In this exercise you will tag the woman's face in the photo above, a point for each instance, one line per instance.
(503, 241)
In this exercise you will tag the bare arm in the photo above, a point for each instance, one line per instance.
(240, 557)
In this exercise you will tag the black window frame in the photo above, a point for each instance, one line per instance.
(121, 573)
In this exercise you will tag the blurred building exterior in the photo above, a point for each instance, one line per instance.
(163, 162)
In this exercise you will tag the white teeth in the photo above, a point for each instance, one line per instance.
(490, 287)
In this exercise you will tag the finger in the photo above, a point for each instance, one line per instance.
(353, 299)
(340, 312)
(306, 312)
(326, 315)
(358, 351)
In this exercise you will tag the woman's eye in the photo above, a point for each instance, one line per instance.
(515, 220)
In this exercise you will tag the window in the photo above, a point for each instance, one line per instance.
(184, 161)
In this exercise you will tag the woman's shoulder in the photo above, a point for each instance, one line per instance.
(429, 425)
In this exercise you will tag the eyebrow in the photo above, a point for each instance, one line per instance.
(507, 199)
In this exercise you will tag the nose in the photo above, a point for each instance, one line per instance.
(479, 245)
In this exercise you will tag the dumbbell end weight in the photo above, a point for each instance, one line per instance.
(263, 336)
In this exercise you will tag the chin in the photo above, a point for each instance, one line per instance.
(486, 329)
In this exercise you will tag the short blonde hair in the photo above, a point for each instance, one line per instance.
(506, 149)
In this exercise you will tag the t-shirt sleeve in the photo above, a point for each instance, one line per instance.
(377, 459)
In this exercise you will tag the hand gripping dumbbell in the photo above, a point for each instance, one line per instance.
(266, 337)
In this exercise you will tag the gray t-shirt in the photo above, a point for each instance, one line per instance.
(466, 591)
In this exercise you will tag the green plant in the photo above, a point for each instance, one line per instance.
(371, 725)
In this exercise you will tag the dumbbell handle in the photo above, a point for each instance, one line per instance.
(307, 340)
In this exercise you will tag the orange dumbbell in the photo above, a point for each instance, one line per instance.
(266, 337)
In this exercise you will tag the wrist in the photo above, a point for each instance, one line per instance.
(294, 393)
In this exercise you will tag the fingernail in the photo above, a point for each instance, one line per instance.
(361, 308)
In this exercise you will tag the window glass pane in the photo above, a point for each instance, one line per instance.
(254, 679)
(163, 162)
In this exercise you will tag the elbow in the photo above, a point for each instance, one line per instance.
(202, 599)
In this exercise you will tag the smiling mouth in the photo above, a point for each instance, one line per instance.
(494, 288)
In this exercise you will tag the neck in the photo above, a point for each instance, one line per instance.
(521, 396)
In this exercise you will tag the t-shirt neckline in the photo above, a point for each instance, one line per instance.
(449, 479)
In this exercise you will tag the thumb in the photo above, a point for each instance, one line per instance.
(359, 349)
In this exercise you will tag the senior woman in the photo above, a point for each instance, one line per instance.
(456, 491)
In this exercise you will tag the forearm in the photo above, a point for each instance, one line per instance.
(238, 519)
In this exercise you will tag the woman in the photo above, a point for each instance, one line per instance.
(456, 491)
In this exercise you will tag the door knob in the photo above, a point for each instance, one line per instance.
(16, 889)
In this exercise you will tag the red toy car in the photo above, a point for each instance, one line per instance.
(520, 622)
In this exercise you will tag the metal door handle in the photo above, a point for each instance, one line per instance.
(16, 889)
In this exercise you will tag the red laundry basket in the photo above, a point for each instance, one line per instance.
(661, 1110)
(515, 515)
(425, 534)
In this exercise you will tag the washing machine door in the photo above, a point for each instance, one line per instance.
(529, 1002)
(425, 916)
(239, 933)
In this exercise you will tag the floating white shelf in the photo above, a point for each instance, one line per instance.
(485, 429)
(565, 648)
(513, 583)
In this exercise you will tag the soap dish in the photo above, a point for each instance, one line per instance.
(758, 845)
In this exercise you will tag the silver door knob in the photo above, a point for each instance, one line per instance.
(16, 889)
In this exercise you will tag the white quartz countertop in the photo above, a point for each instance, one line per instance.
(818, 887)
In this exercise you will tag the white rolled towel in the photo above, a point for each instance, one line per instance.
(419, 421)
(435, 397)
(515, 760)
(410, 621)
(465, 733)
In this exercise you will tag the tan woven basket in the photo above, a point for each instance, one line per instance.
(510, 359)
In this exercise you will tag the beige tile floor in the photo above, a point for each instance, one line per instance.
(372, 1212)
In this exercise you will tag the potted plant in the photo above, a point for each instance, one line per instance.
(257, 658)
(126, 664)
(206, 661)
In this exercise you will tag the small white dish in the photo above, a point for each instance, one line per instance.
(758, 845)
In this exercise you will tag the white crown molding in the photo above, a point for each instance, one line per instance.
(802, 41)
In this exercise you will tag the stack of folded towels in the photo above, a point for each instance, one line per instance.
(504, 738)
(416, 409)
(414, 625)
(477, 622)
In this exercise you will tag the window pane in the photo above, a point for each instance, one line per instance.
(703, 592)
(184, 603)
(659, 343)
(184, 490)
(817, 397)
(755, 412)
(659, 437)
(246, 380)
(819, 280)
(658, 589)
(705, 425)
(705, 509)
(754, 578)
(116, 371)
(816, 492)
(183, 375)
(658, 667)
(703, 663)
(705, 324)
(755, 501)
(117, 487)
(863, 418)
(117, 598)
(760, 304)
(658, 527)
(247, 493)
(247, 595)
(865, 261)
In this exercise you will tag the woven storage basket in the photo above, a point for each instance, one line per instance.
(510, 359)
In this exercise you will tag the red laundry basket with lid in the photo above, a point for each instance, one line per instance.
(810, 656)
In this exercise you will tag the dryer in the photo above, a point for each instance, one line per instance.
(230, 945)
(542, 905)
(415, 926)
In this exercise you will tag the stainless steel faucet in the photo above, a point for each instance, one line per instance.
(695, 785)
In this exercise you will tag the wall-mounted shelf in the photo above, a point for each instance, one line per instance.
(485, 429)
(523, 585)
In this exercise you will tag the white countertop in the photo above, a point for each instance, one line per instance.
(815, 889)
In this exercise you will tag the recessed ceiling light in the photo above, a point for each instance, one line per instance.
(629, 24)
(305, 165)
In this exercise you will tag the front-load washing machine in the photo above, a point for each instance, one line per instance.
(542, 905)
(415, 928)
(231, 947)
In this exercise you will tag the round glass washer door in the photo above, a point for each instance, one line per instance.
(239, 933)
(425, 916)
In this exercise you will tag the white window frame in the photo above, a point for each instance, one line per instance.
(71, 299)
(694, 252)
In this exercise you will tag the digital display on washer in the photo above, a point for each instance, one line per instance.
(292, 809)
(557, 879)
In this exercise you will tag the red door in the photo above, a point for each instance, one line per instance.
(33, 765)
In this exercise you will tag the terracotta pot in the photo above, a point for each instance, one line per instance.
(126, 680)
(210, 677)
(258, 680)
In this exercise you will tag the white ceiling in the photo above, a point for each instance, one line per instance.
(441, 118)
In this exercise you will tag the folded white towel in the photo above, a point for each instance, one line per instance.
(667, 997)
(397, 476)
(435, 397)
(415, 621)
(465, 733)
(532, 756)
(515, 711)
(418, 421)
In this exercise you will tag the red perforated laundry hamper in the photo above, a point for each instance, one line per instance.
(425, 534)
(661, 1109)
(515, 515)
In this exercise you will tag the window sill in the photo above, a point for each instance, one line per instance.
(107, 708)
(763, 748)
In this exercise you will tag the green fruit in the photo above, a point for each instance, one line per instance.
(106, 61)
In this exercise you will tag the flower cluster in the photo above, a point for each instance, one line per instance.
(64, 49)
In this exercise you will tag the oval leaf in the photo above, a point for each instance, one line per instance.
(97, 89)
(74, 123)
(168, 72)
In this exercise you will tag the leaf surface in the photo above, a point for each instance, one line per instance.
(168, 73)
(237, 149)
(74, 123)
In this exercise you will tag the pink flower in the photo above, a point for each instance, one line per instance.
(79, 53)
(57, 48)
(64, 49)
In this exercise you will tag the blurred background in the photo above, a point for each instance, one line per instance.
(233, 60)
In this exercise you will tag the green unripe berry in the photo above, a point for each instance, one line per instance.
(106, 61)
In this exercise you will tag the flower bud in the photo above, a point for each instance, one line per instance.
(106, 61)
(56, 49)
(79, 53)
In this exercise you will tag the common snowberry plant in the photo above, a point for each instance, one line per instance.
_ _ _
From the line containing "In this exercise you will tag the folded" to the last line of the material, please quote every line exactly and only those.

- _Worked answer_:
In this exercise you will tag the folded white towel in the photo above, a point for each instance, one line per instance.
(667, 997)
(397, 476)
(435, 397)
(415, 621)
(465, 733)
(532, 756)
(515, 711)
(418, 421)
In this exercise you will tag the red perforated laundry hamper in the photo above, a point for each instance, one line per instance.
(425, 534)
(661, 1109)
(515, 515)
In this exercise you will tag the window sill in the photo above, a point for each instance, one line per instance.
(107, 708)
(763, 748)
In this exercise you will tag the green fruit in the photo above, a point for each instance, one line per instance.
(106, 61)
In this exercise you will tag the flower cluster in the photo above, a point for each instance, one line per instance.
(64, 49)
In this exercise you will tag the oval leaf in the photo above, a point for each instance, one line per instance.
(97, 89)
(74, 123)
(168, 72)
In this exercise you will tag the leaf surface in the photo above, a point for each instance, one line per instance.
(168, 73)
(237, 149)
(74, 123)
In this exercise you will tag the pink flower in the photo above, a point for each instance, one line per instance.
(79, 53)
(57, 48)
(64, 49)
In this exercise you will tag the blurred background in the photo above, a point for each instance, one line per instance.
(233, 60)
In this exercise you will tag the green unripe berry in the photo above, a point for each instance, one line per instance.
(106, 61)
In this exercise you will tag the flower bud in the photo above, a point for each instance, one line per instance.
(106, 61)
(56, 49)
(79, 53)
In this exercise you will tag the common snowberry plant in the photo above, a point for each instance, one line per instance.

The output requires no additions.